Region pointing data:
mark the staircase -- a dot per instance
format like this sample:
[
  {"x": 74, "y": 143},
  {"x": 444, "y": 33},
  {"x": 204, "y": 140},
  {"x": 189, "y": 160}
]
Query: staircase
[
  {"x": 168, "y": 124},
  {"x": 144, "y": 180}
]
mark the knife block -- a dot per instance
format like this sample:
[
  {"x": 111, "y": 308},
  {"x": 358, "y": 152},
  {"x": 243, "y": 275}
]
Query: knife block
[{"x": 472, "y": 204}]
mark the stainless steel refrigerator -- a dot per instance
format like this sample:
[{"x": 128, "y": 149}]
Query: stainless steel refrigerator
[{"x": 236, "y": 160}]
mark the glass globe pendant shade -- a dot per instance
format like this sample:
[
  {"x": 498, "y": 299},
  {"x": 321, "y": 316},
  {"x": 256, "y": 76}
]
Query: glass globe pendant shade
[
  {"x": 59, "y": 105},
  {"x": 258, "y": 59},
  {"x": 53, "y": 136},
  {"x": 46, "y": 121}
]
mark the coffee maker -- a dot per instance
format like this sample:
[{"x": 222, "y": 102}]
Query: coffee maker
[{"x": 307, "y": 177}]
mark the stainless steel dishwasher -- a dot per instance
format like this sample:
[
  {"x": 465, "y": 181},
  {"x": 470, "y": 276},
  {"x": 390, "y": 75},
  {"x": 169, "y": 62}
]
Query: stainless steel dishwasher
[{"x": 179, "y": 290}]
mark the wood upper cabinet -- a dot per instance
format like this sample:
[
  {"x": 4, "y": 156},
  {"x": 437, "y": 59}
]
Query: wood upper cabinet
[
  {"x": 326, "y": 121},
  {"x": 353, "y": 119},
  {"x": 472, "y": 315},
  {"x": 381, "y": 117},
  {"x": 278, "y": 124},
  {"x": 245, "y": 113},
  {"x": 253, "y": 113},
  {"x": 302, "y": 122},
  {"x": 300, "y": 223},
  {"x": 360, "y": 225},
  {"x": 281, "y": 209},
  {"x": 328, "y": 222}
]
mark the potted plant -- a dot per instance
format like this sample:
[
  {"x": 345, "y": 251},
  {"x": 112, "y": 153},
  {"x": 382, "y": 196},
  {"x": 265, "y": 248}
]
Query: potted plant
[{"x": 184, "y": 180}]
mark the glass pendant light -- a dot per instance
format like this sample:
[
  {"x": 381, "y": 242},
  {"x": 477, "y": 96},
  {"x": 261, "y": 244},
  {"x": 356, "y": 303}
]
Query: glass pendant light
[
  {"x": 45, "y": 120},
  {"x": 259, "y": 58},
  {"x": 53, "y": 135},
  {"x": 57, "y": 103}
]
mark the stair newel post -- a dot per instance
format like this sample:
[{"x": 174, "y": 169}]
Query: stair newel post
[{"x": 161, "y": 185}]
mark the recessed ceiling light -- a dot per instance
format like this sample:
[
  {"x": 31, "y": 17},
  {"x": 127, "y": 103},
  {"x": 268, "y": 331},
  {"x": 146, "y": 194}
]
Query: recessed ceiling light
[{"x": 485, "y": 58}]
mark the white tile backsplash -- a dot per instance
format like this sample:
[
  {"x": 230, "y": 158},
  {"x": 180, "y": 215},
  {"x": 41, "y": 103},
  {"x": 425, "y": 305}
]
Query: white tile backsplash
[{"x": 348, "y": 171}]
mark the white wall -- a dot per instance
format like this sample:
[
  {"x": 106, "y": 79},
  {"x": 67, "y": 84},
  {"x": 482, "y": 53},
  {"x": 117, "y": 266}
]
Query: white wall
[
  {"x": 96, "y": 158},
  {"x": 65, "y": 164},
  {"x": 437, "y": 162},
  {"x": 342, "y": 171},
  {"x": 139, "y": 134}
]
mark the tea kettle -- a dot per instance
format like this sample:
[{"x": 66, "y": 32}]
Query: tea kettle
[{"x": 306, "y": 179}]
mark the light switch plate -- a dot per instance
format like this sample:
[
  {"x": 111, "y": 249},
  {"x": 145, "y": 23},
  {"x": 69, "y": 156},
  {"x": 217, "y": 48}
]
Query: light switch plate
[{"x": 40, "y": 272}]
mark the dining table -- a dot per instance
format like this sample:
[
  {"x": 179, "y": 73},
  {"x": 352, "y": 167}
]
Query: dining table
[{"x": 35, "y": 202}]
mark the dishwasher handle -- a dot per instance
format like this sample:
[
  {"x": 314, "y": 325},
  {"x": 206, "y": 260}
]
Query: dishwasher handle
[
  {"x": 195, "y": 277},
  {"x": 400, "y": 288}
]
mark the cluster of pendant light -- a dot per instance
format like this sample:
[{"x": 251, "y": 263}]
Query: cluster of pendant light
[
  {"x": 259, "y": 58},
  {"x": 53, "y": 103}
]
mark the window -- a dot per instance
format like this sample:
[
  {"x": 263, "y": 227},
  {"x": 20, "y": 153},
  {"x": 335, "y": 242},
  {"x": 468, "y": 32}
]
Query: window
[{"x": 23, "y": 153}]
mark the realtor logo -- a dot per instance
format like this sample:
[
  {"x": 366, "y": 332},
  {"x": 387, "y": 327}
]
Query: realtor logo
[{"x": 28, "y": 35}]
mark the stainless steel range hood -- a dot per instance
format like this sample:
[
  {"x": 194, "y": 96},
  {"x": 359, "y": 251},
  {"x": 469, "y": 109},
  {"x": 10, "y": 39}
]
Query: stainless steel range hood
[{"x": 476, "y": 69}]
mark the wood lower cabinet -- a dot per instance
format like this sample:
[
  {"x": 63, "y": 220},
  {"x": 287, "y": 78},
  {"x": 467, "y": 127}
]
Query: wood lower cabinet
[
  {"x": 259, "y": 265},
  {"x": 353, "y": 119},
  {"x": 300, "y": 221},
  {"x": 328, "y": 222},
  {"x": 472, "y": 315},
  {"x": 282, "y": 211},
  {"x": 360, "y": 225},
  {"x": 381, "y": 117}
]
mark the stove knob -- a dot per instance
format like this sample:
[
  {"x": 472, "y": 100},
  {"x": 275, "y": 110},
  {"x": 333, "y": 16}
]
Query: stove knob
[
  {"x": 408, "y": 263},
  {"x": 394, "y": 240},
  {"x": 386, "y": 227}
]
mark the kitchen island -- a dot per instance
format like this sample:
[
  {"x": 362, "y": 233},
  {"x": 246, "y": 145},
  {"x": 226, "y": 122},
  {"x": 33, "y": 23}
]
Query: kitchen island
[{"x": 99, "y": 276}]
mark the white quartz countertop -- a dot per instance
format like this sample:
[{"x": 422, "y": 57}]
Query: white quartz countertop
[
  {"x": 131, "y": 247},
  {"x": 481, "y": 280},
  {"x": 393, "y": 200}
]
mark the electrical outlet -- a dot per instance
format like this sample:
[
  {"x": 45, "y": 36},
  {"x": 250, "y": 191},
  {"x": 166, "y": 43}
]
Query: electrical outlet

> _PROBLEM STATEMENT_: Each line of the data that holds the word "outlet" should be copied.

> _EXERCISE RESPONSE_:
mark the electrical outlet -- a dot per instance
Query: electrical outlet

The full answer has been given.